TO DO:
A. According to the article on African immigration to the D.C. area, how many green cards does the State Department's diversity visa lottery grant each year?
B. Carry the article on African immigration to the D.C. area forward from its last sentence.

TEXT:
Ethiopian Immigrant Plans To Join The Peace Corps, Awarded Gates Millennial Scholarship

African Immigration Trend Has A Strong Base In D.C. Area

WAMU 88.5

By: Armando Trull

May 20, 2015

Over the past 40 years, the number of black immigrants coming to the United States has quadrupled. The majority of them have arrived from Jamaica and Haiti, but now the origin countries are changing. Africa is now represented more than ever before.

The new trend has already taken hold in D.C., where African immigrants have accounted for much of the growth in the region’s black immigration, says Mark Hugo Lopez, research director at the Pew Research Center, which recently released a study on the data.

“The growth in the number of African immigrants, black African immigrants has really been the driver in the growth of the black immigrant population overall, which now stands at 3.8 million,” Lopez says.

In the D.C. region almost 15 percent of blacks are foreign born – that’s close to a quarter million people – and many are from African nations such as Nigeria and especially Ethiopia.

Abreham Gebre, 18, is among the 50,000 Ethiopians living in our region.

Gebre, who came to the U.S. from Ethiopia as a child with his family, attends Bell Multicultural High School in Northwest D.C.

Gebre, who came to the U.S. from Ethiopia as a child with his family, attends Bell Multicultural High School in Northwest D.C.

“When I was four years old I came here to the United States with my mom and my dad and my twin sister,” he says. His father won the State Department’s diversity visa lottery, which every year grants 50,000 green cards to immigrants from countries with low migration to the United States.

Pew estimates that many of the recently arrived African immigrants either come through the diversity visa lottery, via a family sponsorship or as refugees.

“My parents came to the U.S. in hopes of giving their children the education they were never able to receive themselves,” Gebre says.

Pew also found that many of the recent African emigres are highly educated, “many of whom have a college degree, many of them have an advanced degree,” Lopez says.

Saved entries

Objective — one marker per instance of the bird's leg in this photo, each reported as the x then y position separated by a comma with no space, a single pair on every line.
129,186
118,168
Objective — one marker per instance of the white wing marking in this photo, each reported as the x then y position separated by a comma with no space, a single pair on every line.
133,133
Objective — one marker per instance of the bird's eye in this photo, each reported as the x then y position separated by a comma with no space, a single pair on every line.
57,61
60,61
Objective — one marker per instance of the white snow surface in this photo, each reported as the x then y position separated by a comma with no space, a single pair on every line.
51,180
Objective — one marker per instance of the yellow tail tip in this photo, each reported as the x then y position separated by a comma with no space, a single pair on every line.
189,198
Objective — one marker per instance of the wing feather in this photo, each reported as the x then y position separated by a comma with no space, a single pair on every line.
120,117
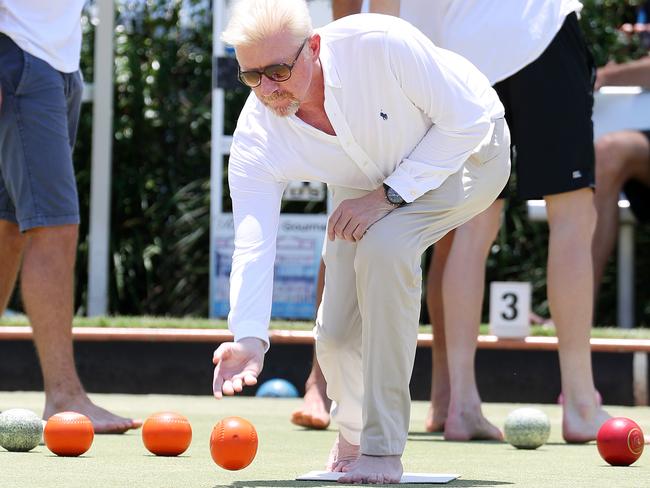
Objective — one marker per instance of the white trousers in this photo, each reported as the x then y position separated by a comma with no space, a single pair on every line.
367,324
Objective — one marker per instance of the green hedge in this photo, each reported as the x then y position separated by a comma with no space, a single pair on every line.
161,165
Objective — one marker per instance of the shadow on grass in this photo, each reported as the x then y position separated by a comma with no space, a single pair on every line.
314,484
439,437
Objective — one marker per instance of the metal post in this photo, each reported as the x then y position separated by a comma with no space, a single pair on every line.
216,150
102,142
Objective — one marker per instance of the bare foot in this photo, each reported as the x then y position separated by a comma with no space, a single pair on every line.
315,410
104,422
374,470
342,454
437,415
470,425
580,424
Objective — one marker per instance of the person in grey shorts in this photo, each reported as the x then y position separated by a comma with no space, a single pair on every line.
40,98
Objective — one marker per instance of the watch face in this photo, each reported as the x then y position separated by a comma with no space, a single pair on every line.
394,197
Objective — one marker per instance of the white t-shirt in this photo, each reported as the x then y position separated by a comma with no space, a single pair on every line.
47,29
404,111
499,36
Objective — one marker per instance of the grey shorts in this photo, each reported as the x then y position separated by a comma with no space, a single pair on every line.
39,116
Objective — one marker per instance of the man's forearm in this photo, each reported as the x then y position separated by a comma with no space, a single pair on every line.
341,8
388,7
632,73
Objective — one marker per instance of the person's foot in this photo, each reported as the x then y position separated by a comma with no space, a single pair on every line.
580,424
436,416
342,455
470,425
373,470
104,422
315,410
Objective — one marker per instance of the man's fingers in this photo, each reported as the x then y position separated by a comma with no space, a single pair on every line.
359,232
350,229
237,384
217,383
222,352
331,223
250,379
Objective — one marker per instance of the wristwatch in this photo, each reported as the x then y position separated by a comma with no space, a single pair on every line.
393,197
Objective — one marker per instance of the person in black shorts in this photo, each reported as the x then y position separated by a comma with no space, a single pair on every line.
548,102
622,164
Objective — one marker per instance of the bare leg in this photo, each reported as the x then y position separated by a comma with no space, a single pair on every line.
374,470
47,291
315,410
620,156
463,286
341,8
572,219
435,420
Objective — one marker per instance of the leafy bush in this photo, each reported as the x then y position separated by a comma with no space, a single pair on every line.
161,164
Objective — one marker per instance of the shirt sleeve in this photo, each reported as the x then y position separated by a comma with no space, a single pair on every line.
453,94
256,197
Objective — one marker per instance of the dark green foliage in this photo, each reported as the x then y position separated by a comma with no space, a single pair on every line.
161,159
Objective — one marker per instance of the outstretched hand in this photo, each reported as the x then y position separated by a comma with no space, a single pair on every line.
237,364
353,217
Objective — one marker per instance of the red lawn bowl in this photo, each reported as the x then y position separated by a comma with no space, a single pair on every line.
620,441
233,443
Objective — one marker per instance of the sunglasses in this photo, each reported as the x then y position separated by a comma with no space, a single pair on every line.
275,72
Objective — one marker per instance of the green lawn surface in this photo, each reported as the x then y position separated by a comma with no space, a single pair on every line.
286,451
202,323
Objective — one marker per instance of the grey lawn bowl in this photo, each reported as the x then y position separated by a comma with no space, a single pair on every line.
527,428
20,430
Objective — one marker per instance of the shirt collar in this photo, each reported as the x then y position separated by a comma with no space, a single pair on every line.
330,74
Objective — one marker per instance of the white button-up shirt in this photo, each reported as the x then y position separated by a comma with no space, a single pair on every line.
404,111
500,37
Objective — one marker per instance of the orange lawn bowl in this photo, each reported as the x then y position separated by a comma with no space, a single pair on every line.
233,443
68,434
167,434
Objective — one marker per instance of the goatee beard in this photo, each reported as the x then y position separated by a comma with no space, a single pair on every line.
286,111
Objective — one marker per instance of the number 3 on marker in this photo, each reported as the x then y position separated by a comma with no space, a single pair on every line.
509,309
511,312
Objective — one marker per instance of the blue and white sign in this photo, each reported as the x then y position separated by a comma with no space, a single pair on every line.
299,247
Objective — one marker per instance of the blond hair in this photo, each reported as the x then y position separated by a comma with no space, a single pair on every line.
255,20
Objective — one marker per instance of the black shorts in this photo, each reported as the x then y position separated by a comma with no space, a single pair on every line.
638,195
549,105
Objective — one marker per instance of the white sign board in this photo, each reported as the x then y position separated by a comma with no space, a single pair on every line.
510,309
299,247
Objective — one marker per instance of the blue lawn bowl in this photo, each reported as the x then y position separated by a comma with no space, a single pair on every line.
277,388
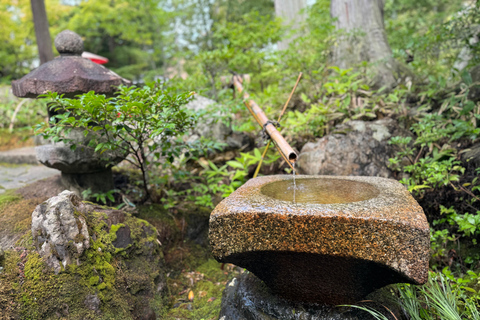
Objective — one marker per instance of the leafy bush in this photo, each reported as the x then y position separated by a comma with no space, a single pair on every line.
143,123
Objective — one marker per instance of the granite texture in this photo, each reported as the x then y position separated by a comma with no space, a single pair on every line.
69,74
329,253
354,148
68,42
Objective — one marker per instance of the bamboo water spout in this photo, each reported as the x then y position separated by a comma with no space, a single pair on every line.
289,155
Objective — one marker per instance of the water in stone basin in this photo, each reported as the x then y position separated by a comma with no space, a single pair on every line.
343,238
320,191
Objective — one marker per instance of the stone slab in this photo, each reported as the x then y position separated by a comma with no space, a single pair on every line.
327,253
25,155
17,176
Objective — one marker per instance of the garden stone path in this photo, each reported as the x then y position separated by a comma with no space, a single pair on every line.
18,168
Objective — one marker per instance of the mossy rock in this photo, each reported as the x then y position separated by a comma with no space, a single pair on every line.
108,281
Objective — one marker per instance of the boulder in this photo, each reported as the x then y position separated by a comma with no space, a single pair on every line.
83,159
86,262
356,148
59,232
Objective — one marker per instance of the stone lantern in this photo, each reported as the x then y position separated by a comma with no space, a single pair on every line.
70,75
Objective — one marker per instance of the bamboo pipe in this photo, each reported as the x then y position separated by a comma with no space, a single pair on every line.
282,145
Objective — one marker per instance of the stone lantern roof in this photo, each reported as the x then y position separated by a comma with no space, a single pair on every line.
68,74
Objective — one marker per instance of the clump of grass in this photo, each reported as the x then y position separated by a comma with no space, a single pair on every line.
437,299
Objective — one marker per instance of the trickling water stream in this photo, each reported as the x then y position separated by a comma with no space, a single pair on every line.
294,183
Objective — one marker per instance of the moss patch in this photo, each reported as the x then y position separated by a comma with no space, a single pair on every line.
15,217
16,139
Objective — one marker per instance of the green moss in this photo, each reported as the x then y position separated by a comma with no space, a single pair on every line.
113,231
8,197
207,294
93,281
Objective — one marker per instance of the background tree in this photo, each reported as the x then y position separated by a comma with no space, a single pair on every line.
364,39
42,31
292,14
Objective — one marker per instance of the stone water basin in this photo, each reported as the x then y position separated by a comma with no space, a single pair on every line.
343,238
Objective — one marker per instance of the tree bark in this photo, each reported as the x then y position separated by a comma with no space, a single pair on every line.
363,38
42,33
291,13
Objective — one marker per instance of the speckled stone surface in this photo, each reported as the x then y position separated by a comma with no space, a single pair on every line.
330,253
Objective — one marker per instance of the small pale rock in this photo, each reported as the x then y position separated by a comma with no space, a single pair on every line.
59,233
356,148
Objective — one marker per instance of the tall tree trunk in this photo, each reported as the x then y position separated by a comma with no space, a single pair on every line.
42,33
291,13
363,38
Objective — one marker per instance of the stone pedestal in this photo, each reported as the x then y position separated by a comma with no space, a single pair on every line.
97,182
341,239
82,168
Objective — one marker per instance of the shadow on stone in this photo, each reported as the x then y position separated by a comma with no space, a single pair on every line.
309,278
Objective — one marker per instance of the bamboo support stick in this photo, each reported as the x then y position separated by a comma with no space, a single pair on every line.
279,118
284,148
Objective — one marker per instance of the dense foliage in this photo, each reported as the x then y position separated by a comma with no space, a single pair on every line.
207,41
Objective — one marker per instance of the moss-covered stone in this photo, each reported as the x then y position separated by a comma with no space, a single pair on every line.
105,282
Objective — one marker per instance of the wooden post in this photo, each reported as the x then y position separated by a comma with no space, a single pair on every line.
42,33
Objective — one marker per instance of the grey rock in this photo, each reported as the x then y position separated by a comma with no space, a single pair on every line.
83,159
68,42
59,233
19,156
12,177
96,182
356,148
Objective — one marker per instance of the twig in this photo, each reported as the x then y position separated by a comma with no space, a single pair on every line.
10,127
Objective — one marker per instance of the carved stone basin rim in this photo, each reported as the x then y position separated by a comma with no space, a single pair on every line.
349,249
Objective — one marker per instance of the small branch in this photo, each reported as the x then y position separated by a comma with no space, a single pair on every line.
10,127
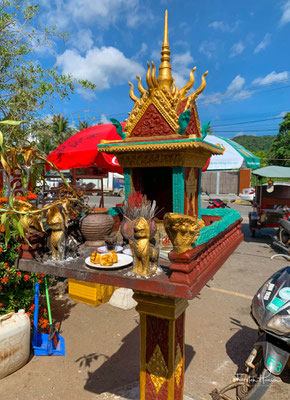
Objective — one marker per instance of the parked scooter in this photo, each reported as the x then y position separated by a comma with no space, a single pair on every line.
282,236
216,203
271,353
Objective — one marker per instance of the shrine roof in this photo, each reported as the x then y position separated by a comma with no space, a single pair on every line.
158,145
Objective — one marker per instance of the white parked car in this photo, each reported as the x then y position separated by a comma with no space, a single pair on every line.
248,194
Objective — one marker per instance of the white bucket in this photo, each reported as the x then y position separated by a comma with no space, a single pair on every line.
14,342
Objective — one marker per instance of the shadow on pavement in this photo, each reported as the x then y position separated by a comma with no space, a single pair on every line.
60,306
264,235
121,369
240,345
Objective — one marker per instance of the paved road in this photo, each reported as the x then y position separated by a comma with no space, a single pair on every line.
102,344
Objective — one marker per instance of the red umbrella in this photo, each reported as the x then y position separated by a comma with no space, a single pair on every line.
80,150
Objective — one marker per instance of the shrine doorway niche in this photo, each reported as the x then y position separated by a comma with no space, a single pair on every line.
156,183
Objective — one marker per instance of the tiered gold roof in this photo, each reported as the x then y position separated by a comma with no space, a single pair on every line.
168,99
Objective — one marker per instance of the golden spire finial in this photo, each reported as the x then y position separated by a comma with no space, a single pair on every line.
165,78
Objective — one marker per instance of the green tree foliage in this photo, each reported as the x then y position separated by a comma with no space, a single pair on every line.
263,156
280,150
26,87
255,143
50,134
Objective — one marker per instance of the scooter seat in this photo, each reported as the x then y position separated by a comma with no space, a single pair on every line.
285,224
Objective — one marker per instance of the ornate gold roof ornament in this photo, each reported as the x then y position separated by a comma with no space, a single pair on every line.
163,98
165,79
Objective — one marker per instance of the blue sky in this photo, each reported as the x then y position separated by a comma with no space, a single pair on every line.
243,44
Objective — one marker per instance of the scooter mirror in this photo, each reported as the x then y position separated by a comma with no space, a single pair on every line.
270,186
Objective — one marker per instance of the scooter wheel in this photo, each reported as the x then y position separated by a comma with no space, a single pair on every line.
258,380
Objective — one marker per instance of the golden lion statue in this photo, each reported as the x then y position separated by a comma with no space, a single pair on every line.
182,230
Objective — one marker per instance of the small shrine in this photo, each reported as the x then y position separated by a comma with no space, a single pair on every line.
163,150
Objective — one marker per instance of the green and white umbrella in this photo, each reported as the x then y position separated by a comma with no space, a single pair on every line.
234,156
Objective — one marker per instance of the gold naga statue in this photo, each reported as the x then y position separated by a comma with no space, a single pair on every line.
31,222
57,218
144,255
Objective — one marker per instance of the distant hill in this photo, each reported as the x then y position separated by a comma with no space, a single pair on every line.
255,143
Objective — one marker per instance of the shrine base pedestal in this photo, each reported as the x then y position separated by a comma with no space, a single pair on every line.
162,321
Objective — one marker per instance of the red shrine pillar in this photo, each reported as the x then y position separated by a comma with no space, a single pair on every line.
162,321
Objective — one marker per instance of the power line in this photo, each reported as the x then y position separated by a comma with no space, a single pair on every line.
249,122
249,130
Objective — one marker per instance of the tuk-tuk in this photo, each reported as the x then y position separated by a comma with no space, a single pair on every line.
272,199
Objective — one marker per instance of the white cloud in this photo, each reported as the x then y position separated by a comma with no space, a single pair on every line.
285,13
235,91
82,40
181,66
239,134
236,84
223,27
237,48
213,98
87,94
263,44
104,119
102,12
143,50
104,66
273,77
207,48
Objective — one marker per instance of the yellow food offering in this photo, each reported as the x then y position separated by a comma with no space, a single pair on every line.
106,260
114,255
95,257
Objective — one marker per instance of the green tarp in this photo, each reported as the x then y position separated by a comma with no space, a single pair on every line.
273,171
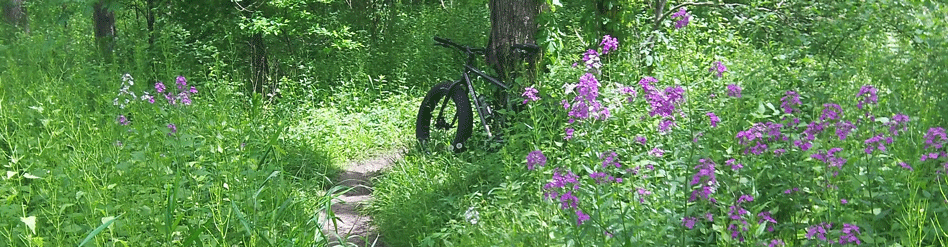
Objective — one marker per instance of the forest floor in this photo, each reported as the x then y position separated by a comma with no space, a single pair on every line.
353,225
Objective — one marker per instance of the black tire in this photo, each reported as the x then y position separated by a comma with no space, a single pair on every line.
431,104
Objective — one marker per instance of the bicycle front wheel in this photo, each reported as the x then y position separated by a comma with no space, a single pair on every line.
445,116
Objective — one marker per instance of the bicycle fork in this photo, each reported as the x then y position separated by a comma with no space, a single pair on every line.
477,104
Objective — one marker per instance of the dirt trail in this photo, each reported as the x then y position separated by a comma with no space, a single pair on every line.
353,224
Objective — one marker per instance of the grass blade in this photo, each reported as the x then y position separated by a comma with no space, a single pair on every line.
97,230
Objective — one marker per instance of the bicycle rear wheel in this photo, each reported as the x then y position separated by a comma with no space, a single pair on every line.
461,111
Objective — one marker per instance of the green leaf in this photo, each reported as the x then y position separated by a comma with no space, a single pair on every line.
104,225
30,223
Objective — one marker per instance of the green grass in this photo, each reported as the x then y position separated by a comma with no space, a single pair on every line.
236,171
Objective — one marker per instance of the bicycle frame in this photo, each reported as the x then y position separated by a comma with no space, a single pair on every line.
466,78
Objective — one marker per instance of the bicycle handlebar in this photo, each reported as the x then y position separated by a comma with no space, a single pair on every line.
530,48
466,49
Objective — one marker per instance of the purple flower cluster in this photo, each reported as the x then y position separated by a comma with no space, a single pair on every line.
610,159
591,59
734,165
706,178
183,95
608,44
818,231
714,119
719,68
756,138
876,143
662,102
733,90
585,104
848,234
689,222
535,158
122,120
626,90
764,217
935,138
530,94
899,120
682,17
567,199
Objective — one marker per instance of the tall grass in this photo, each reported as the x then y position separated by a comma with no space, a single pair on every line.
680,161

EXPECTED RESPONSES:
A. 50,000

B.
A study last year by the Migration Policy Institute found that 39 percent of these African immigrants are underemployed, unable to validate professional degrees from their countries. Many – as is the case of Abraham’s parents – have to take whatever job is available to support their families.

“So in Addis Ababa my dad was a teacher, he taught at a university. [And now] he’s a special police officer. He’s security working at an office building,” Gebre says. His mother works at a Dunkin’ Donuts and also cleans office buildings.

Nevertheless, some Ethiopians and other Africans have done well in the metro D.C. region, where you can find many thriving African restaurants and businesses.

Gebre is on his way to success, too: He was awarded a Gates Millennial Scholarship, which means all of the expenses for his entire college career – from bachelor’s to doctorate – will be paid for. He says his parents were astounded.

“My parents never expected they receive any of this. They just hoped to bring their kids to the country of freedom, as America is,” he says.

Until now Gebre had been working part time at a CVS pharmacy. He says he’ll give his earnings to his sister to help pay for her college education. He plans to study international relations, computer science and join the Peace Corps.